Convert every line of the data below into a JSON list of strings, one string per line, skipping blank lines.
— Begin DATASET EXTRACT —
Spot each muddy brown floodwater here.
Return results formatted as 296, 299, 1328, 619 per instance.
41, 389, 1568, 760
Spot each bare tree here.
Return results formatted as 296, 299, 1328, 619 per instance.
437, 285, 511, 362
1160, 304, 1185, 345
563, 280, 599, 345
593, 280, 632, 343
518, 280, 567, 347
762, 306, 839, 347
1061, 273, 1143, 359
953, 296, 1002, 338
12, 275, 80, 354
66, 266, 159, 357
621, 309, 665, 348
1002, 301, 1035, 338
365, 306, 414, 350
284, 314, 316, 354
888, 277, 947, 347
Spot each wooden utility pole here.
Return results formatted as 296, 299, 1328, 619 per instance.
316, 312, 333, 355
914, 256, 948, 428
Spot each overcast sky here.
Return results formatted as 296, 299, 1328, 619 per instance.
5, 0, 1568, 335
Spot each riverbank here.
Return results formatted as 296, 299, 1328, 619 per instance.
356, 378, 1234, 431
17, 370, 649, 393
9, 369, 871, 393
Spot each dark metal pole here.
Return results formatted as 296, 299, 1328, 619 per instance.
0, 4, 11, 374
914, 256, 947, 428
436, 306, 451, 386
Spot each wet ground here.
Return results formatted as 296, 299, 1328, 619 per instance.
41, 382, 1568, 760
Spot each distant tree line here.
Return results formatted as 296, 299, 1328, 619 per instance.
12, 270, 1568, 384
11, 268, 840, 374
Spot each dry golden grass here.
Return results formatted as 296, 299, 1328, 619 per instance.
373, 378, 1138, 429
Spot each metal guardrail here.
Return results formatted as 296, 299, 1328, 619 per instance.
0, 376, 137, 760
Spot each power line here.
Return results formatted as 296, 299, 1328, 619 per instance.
— End DATASET EXTRACT —
> _RESPONSE FOR THIS EXERCISE_
[
  "Spot each muddy brown floodwater here.",
  "Return results formatted as 296, 299, 1328, 619 per instance.",
  "41, 389, 1568, 760",
  "Spot each bare tree here.",
  "Return results formatted as 296, 299, 1328, 619 per instance.",
  "437, 285, 511, 362",
  "1160, 304, 1185, 345",
  "563, 280, 599, 345",
  "593, 280, 632, 343",
  "518, 280, 567, 347",
  "762, 306, 839, 347",
  "1061, 273, 1143, 359",
  "953, 296, 1002, 338",
  "12, 275, 80, 354",
  "66, 266, 159, 357",
  "621, 309, 665, 348",
  "1002, 301, 1035, 338",
  "365, 306, 414, 350",
  "284, 314, 316, 354",
  "888, 277, 947, 347",
  "Spot each wooden utility pole here.",
  "Return results formatted as 296, 299, 1328, 619 per instance.",
  "316, 312, 333, 355",
  "914, 256, 948, 428",
  "Spot each overcast sky here.",
  "Return results formatted as 296, 299, 1328, 619 per instance.",
  "5, 0, 1568, 335",
  "Spot each riverbank here.",
  "Return results formatted as 296, 299, 1328, 619 per instance.",
  "356, 378, 1234, 431",
  "17, 370, 649, 393",
  "9, 369, 871, 393",
  "Spot each dark metal pole here.",
  "Return results formatted as 296, 299, 1328, 619 per instance.",
  "0, 4, 11, 374",
  "914, 256, 947, 428",
  "436, 306, 451, 386",
  "Spot each wet ground here.",
  "Return results formatted as 296, 299, 1328, 619 per instance.",
  "41, 382, 1568, 760",
  "Spot each distant tree line here.",
  "Return results formatted as 296, 299, 1328, 619 per instance.",
  "12, 270, 1568, 384",
  "11, 268, 840, 374",
  "Spot each dry golden grass here.",
  "Return results formatted as 296, 299, 1328, 619 per instance.",
  "373, 378, 1138, 429",
  "Spot each metal guardrail here.",
  "Return results formatted as 296, 299, 1328, 619 per instance.",
  "0, 376, 137, 760",
  "Spot each power line here.",
  "Return results formatted as 296, 299, 1328, 619 per instance."
]